Stored data entries

☆ ☆ ☆ ☆ ☆ ☆ ☆

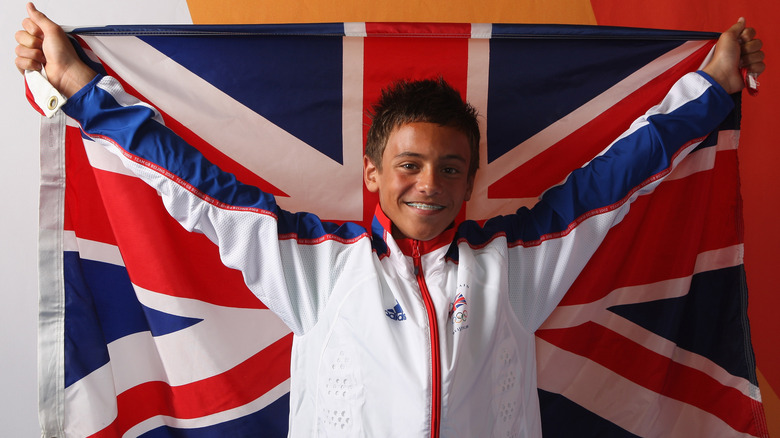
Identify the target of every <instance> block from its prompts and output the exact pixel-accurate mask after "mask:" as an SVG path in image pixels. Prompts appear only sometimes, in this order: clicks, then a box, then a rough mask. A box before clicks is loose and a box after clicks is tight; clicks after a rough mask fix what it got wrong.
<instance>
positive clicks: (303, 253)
mask: <svg viewBox="0 0 780 438" xmlns="http://www.w3.org/2000/svg"><path fill="white" fill-rule="evenodd" d="M28 13H29V15H30V17H29V18H26V19H25V20H24V23H23V26H24V30H22V31H19V32H17V34H16V39H17V41H18V42H19V46H18V47H17V55H18V57H17V59H16V65H17V67H18V68H19V69H20V70H28V69H33V70H35V69H38V68H41V67H43V68H45V70H46V73H47V75H48V79H49V81H50V82H51V84H52V85H53V86H55V87H56V88H58V89H59V91H60V92H61V93H62V94H64V95H65V96H66V97H68V101H67V103H65V105H64V106H62V110H63V111H64V112H65V113H67V114H68V116H70V117H71V118H72V119H73V120H75V121H76V122H77V123H78V124H79V126H80V128H81V130H82V133H83V134H85V136H86V137H88V138H89V139H91V140H92V141H94V142H95V143H97V144H99V145H101V146H104V147H105V148H106V149H107V150H108V151H109V152H111V153H112V154H114V155H115V156H117V157H118V158H119V159H120V160H121V162H122V164H123V165H124V166H125V167H126V168H127V169H129V170H130V171H131V172H132V173H134V174H135V175H136V176H138V177H139V178H141V179H142V180H143V181H144V182H146V183H147V184H149V185H150V186H152V187H154V188H155V189H156V190H157V192H158V193H159V194H160V196H161V197H162V200H163V203H164V205H165V208H166V210H167V211H168V213H169V214H170V215H171V216H172V217H173V218H174V219H176V220H177V221H178V222H179V223H180V224H181V225H182V226H183V227H184V228H185V229H187V230H188V231H197V232H200V233H203V234H204V235H206V236H207V237H208V238H209V239H210V240H211V241H212V242H214V243H215V244H217V245H218V246H219V254H220V258H221V260H222V262H223V263H224V264H225V266H228V267H230V268H233V269H238V270H240V271H241V272H242V274H243V276H244V281H245V283H246V284H247V286H248V287H249V289H250V290H252V292H254V293H255V295H257V296H258V297H259V298H260V299H261V300H262V301H263V302H264V303H265V304H266V305H267V306H268V307H269V309H271V310H273V311H274V312H275V313H276V314H277V315H279V316H280V318H281V319H282V320H283V321H284V322H285V323H286V324H287V325H288V327H290V328H291V329H292V330H293V331H294V332H295V333H298V334H303V333H305V332H306V331H307V330H308V329H309V328H311V327H312V326H313V325H314V324H316V322H317V320H318V318H319V315H320V314H321V311H322V309H323V308H324V306H325V303H326V302H327V299H328V297H329V295H330V292H331V291H332V290H333V288H334V283H335V282H338V281H345V280H342V276H341V275H342V273H343V272H345V269H344V268H343V264H344V259H345V258H346V257H347V256H346V255H345V254H346V253H349V254H357V252H356V251H362V252H363V254H371V246H370V241H369V239H368V237H367V234H366V232H365V230H364V229H363V228H361V227H358V226H356V225H354V224H346V225H343V226H340V227H338V226H336V225H334V224H330V223H326V222H322V221H320V220H319V219H318V218H317V217H316V216H314V215H312V214H309V213H295V214H293V213H289V212H286V211H283V210H281V209H280V208H278V206H277V204H276V201H275V199H274V197H273V196H272V195H270V194H267V193H264V192H262V191H261V190H260V189H258V188H256V187H253V186H249V185H246V184H242V183H241V182H239V181H238V180H237V179H236V177H235V176H234V175H232V174H229V173H227V172H223V171H221V170H220V169H219V168H218V167H217V166H215V165H214V164H213V163H211V162H209V161H208V160H207V159H206V158H205V157H204V156H203V155H202V154H201V153H200V152H199V151H198V150H196V149H195V148H193V147H192V146H191V145H189V144H187V143H186V142H185V141H184V140H183V139H182V138H180V137H179V136H177V135H176V134H175V133H174V132H173V131H171V130H170V129H168V128H167V127H166V126H165V125H164V121H163V118H162V117H161V114H160V113H159V112H158V111H157V110H156V109H155V108H154V107H153V106H151V105H149V104H147V103H144V102H141V101H139V100H138V99H136V98H135V97H133V96H131V95H129V94H127V93H126V92H125V91H124V90H123V88H122V86H121V85H120V84H119V82H118V81H117V80H116V79H114V78H112V77H110V76H102V75H97V74H96V73H95V72H94V71H93V70H91V69H90V68H89V67H88V66H86V65H85V64H84V63H82V62H81V61H80V60H79V58H78V56H77V54H76V52H75V50H74V48H73V47H72V46H71V43H70V41H69V39H68V37H67V36H66V35H65V33H64V32H63V31H62V29H60V28H59V26H57V25H56V24H55V23H53V22H52V21H51V20H49V19H48V18H46V16H45V15H43V14H42V13H40V12H38V11H37V10H36V9H35V8H34V6H32V4H30V5H28ZM85 141H89V140H85ZM344 242H350V243H356V244H355V245H347V244H345V243H344ZM364 258H366V257H364ZM367 261H368V263H370V257H369V258H367ZM334 273H335V274H334Z"/></svg>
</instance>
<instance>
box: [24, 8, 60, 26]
mask: <svg viewBox="0 0 780 438" xmlns="http://www.w3.org/2000/svg"><path fill="white" fill-rule="evenodd" d="M27 14H28V15H29V16H30V19H31V20H32V21H33V22H35V24H36V25H37V26H38V27H39V28H40V29H41V31H43V33H49V32H53V31H55V30H56V29H59V26H58V25H57V23H55V22H53V21H51V20H50V19H49V17H47V16H46V14H44V13H43V12H41V11H39V10H38V9H36V8H35V5H34V4H32V3H27Z"/></svg>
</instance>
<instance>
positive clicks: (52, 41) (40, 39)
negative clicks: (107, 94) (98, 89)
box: [15, 3, 96, 97]
mask: <svg viewBox="0 0 780 438" xmlns="http://www.w3.org/2000/svg"><path fill="white" fill-rule="evenodd" d="M27 14H28V15H29V17H28V18H25V19H24V20H23V21H22V27H23V28H24V30H20V31H18V32H16V35H15V37H16V42H17V43H19V45H17V46H16V68H18V69H19V71H20V72H22V73H24V71H25V70H41V69H45V70H46V76H47V77H48V79H49V82H50V83H51V84H52V85H53V86H54V88H56V89H57V90H58V91H59V92H60V93H62V94H63V95H65V96H66V97H70V96H72V95H73V94H74V93H76V92H77V91H78V90H80V89H81V88H82V87H84V86H85V85H87V84H88V83H89V81H91V80H92V78H94V77H95V75H96V73H95V71H94V70H92V69H91V68H89V67H88V66H87V65H86V64H84V63H83V62H82V61H81V59H79V57H78V55H77V54H76V50H75V49H74V48H73V46H72V45H71V43H70V40H69V39H68V36H67V35H66V34H65V31H63V30H62V28H61V27H59V26H58V25H57V23H55V22H53V21H51V20H50V19H49V18H48V17H47V16H46V15H44V14H43V13H42V12H40V11H38V10H37V9H35V6H34V5H33V4H32V3H28V4H27Z"/></svg>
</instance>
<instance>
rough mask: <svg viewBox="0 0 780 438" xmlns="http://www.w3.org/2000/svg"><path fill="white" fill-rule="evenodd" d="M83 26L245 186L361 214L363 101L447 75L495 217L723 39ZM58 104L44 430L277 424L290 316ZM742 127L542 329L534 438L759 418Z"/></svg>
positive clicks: (97, 430) (365, 200) (595, 149)
mask: <svg viewBox="0 0 780 438" xmlns="http://www.w3.org/2000/svg"><path fill="white" fill-rule="evenodd" d="M72 35H73V36H74V37H75V38H76V40H77V41H78V45H79V47H80V49H81V50H82V51H83V54H84V57H85V59H88V60H89V61H90V62H91V63H92V65H93V66H94V67H95V68H96V69H98V70H102V71H105V72H107V73H110V74H112V75H115V76H116V77H118V78H119V79H120V81H121V82H122V83H123V84H124V86H125V87H126V89H127V90H128V91H130V92H131V93H132V94H135V95H137V96H138V97H140V98H141V99H142V100H145V101H147V102H150V103H151V104H152V105H154V106H155V107H157V108H158V109H159V110H160V111H161V113H162V114H163V116H164V119H165V123H166V125H167V126H169V127H171V128H172V129H173V130H174V131H175V132H177V133H178V134H179V135H180V136H181V137H183V138H185V139H186V140H187V141H188V142H190V143H191V144H193V145H194V146H196V147H197V148H198V149H200V151H201V152H202V153H203V154H204V155H205V156H206V157H207V158H208V159H209V160H211V161H212V162H214V163H216V164H218V165H219V166H220V167H221V168H223V169H224V170H226V171H229V172H232V173H234V174H236V175H237V176H238V178H239V179H240V180H241V181H242V182H244V183H248V184H253V185H256V186H258V187H260V188H262V189H264V190H266V191H268V192H270V193H272V194H274V195H276V196H277V198H278V201H279V204H280V205H281V206H282V207H284V208H286V209H288V210H292V211H301V210H303V211H312V212H315V213H317V214H319V215H320V217H322V218H324V219H329V220H334V221H338V222H341V221H356V222H362V223H364V224H366V223H368V222H369V221H370V219H371V216H372V214H373V212H374V205H375V203H376V198H374V197H373V195H372V194H370V193H368V192H367V191H366V190H365V189H364V188H363V184H362V172H361V166H362V154H363V138H364V135H365V132H366V129H367V125H368V123H369V121H368V119H367V117H366V116H365V114H366V108H368V106H369V105H370V104H371V103H372V102H373V101H375V99H376V98H377V97H378V95H379V91H380V90H381V89H382V88H383V87H384V86H385V85H386V84H388V83H389V82H391V81H393V80H395V79H398V78H409V79H415V78H427V77H438V76H442V77H444V78H445V79H446V80H447V81H448V82H449V83H451V84H452V85H454V86H455V87H456V88H457V89H459V90H461V91H462V92H463V94H464V97H466V98H467V99H468V100H469V101H470V102H471V103H472V104H473V105H474V106H475V107H477V108H478V110H479V111H480V114H481V117H482V119H483V120H482V122H484V123H482V129H483V139H484V140H483V142H482V144H481V146H480V147H481V162H480V169H481V170H480V173H479V175H478V178H477V181H476V186H475V189H474V192H473V195H472V200H471V201H470V202H469V203H468V204H467V205H466V208H464V210H463V213H462V216H463V217H467V218H471V219H486V218H488V217H492V216H494V215H497V214H502V213H506V212H510V211H513V210H515V209H516V208H518V206H521V205H532V204H533V203H535V202H536V199H537V197H538V196H539V195H540V194H541V193H542V192H543V191H544V190H545V189H547V188H549V187H550V186H552V185H555V184H557V183H559V182H560V181H562V180H564V179H565V178H566V175H567V174H568V173H569V172H570V171H571V170H572V169H575V168H577V167H580V166H582V165H584V164H586V163H587V162H588V161H589V160H591V159H592V158H593V157H595V156H597V155H598V154H599V153H600V152H601V151H602V150H603V149H604V148H605V147H606V146H607V145H608V144H609V143H610V142H611V141H612V140H613V139H614V138H616V137H617V136H618V135H619V134H620V133H621V132H623V131H624V130H625V129H627V127H628V125H629V123H630V122H631V121H632V120H633V119H634V118H636V117H637V116H638V115H640V114H641V113H642V112H644V110H646V109H647V108H649V107H650V106H652V105H653V104H655V103H656V102H658V101H660V100H661V98H662V97H663V95H664V94H665V93H666V91H667V90H668V89H669V88H670V86H671V85H672V84H673V83H674V82H675V81H676V80H677V79H678V78H679V77H681V76H682V75H683V74H684V73H686V72H688V71H692V70H696V69H697V68H698V67H699V66H700V65H701V64H702V62H703V60H704V59H705V57H706V56H707V54H708V52H709V51H710V49H711V47H712V46H713V44H714V38H715V37H716V36H717V35H715V34H703V33H690V32H687V33H682V32H671V31H653V30H641V29H623V28H603V27H579V26H526V25H486V24H479V25H469V24H399V23H395V24H383V23H344V24H325V25H266V26H231V27H225V26H220V27H215V26H167V27H166V26H155V27H143V26H132V27H125V26H122V27H109V28H91V29H77V30H75V31H73V32H72ZM44 123H45V126H44V128H43V129H42V132H43V134H42V146H43V147H44V148H49V149H48V150H47V153H46V154H43V155H44V162H43V164H42V178H43V187H42V191H41V193H42V194H41V196H42V198H41V209H42V214H41V266H42V272H41V315H40V320H41V327H42V329H41V352H40V357H41V360H40V367H41V369H40V373H41V377H42V378H41V391H40V394H41V397H40V403H41V414H40V416H41V423H42V426H43V430H44V436H47V437H49V436H58V437H59V436H65V437H82V436H83V437H87V436H89V437H110V436H147V437H162V436H187V437H196V436H197V437H202V436H219V437H223V436H257V435H262V436H285V435H286V430H287V414H286V413H287V409H288V408H287V405H288V397H287V393H288V390H289V361H290V343H291V339H292V335H291V334H290V332H289V330H288V329H287V328H286V327H285V326H284V325H283V324H282V323H281V322H280V321H279V320H278V319H277V318H276V317H275V316H274V315H273V314H271V313H270V312H269V311H268V310H267V309H266V307H265V306H264V305H263V304H262V303H261V302H259V301H258V300H257V299H256V298H255V296H254V295H253V294H252V293H251V292H249V290H248V289H247V288H246V287H245V286H244V284H243V282H242V279H241V276H240V274H239V273H238V272H236V271H231V270H229V269H227V268H225V267H224V266H222V264H221V263H220V261H219V257H218V253H217V249H216V247H214V246H213V245H212V244H211V243H210V242H208V241H207V239H206V238H205V237H203V236H201V235H196V234H190V233H187V232H185V231H184V230H183V229H182V228H181V227H180V226H179V225H178V224H177V223H176V222H175V221H174V220H173V219H171V218H170V217H168V215H167V213H165V211H164V209H163V207H162V205H161V203H160V201H159V197H158V195H157V194H156V193H155V191H154V190H153V189H150V188H149V187H147V186H146V185H145V184H144V183H142V182H141V181H140V180H138V179H136V178H135V177H133V176H132V175H130V174H129V173H128V172H127V171H126V170H125V169H124V167H122V166H121V164H119V162H118V161H117V160H116V159H115V158H113V156H111V155H110V154H108V153H106V152H105V151H102V150H100V149H99V148H97V147H96V146H94V144H93V143H92V142H89V141H84V142H82V138H81V135H80V133H79V131H78V129H77V128H76V127H75V124H73V123H70V122H68V121H67V120H66V119H65V118H64V116H59V117H57V118H55V119H53V120H52V121H45V122H44ZM738 129H739V114H738V112H735V113H734V114H733V117H731V118H729V119H728V120H727V121H726V122H724V124H723V125H722V126H721V129H720V131H719V132H716V133H713V134H712V135H711V137H710V138H709V139H708V140H707V141H705V142H704V143H703V144H702V146H701V147H700V148H699V149H698V150H697V151H696V152H694V153H693V154H692V155H691V156H690V157H689V158H687V159H686V160H685V162H684V163H683V164H681V165H680V167H679V169H678V170H676V171H675V173H674V174H673V175H671V176H670V177H669V178H668V179H667V180H666V181H665V182H664V183H663V184H661V185H660V186H659V188H658V189H657V190H656V191H655V192H654V193H653V194H651V195H647V196H642V197H640V199H638V200H637V201H636V202H635V204H634V205H633V206H632V209H631V211H630V213H629V215H628V216H627V217H626V218H625V219H624V220H623V221H622V223H621V224H620V225H618V227H616V229H615V230H614V231H613V232H611V234H610V235H609V236H608V237H607V239H606V241H605V242H604V244H603V245H602V247H601V249H600V250H599V251H598V252H597V253H596V255H595V256H594V257H593V258H592V260H591V261H590V263H589V264H588V266H587V267H586V269H585V271H584V272H583V273H582V275H581V276H580V277H579V279H578V280H577V282H576V283H575V284H574V285H573V286H572V288H571V290H570V291H569V293H568V295H567V296H566V298H565V299H564V301H563V302H562V303H561V305H560V307H559V308H558V309H557V310H556V311H555V312H554V313H553V315H552V316H551V317H550V318H549V320H548V321H547V323H546V324H545V325H544V326H543V327H542V329H541V330H540V331H539V332H538V343H537V349H538V361H539V394H540V399H541V401H542V409H543V412H542V415H543V420H544V426H543V427H544V430H545V434H548V435H550V436H578V437H582V436H599V437H603V436H619V437H628V436H650V435H653V436H767V431H766V426H765V420H764V418H763V409H762V406H761V397H760V393H759V389H758V386H757V383H756V376H755V365H754V362H753V354H752V348H751V344H750V338H749V327H748V324H747V318H746V294H747V291H746V289H745V281H744V270H743V266H742V235H741V227H742V224H741V205H740V197H739V191H738V175H737V164H736V146H737V139H738ZM259 139H262V141H260V140H259ZM261 145H272V147H261ZM462 304H465V300H464V302H463V303H462ZM458 305H459V303H458V301H456V302H455V303H453V309H455V308H456V307H457V306H458Z"/></svg>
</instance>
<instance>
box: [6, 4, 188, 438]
mask: <svg viewBox="0 0 780 438" xmlns="http://www.w3.org/2000/svg"><path fill="white" fill-rule="evenodd" d="M0 3H1V4H0V54H2V56H0V96H2V105H0V112H2V117H0V132H2V137H3V140H2V141H0V156H2V157H3V162H2V170H1V171H0V200H2V206H1V207H0V279H1V280H0V281H1V282H2V285H3V286H2V289H0V296H2V304H0V436H4V437H36V436H39V435H40V427H39V426H38V401H37V397H38V393H37V391H38V390H37V364H36V357H37V356H36V355H37V305H38V297H37V290H38V289H37V288H38V283H37V281H38V280H37V258H36V257H37V255H36V247H37V233H38V231H37V221H38V178H39V176H40V173H39V171H38V125H39V121H40V119H39V117H38V114H37V113H36V112H35V111H33V110H32V109H31V108H30V106H29V104H28V103H27V101H26V99H25V97H24V85H23V81H22V76H21V75H20V74H19V72H18V71H17V70H16V67H15V66H14V65H13V62H14V58H15V57H16V55H14V47H15V46H16V42H15V41H14V33H15V32H16V30H17V29H20V28H21V22H22V19H23V18H24V17H25V16H26V12H25V4H26V3H27V2H26V0H2V2H0ZM36 6H37V7H38V9H39V10H41V11H43V12H45V13H46V14H47V15H48V16H49V17H50V18H52V19H53V20H54V21H56V22H58V23H60V24H62V25H66V26H87V25H105V24H140V23H191V22H192V21H191V18H190V14H189V10H188V9H187V3H186V1H185V0H133V1H126V0H123V1H118V0H59V1H55V0H39V1H37V2H36Z"/></svg>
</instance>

☆ ☆ ☆ ☆ ☆ ☆ ☆

YOUR INSTRUCTIONS: Filter the records down to the lines containing the word "rough", and copy those.

WRITTEN ANSWER:
Identify the target of every <instance> block from its prompts and output the exact pixel-accurate mask after "mask:" as an SVG path in image pixels. Prompts appear only sometimes, in this order: clicks, then a box, then a rough mask. A box before clicks is loose and a box after clicks is tight; clicks after a rough mask fix what it got wrong.
rough mask: <svg viewBox="0 0 780 438" xmlns="http://www.w3.org/2000/svg"><path fill="white" fill-rule="evenodd" d="M83 26L245 186L361 214L363 101L447 75L495 217L723 39ZM58 104L44 430L277 424L290 316ZM742 127L542 329L534 438L759 418Z"/></svg>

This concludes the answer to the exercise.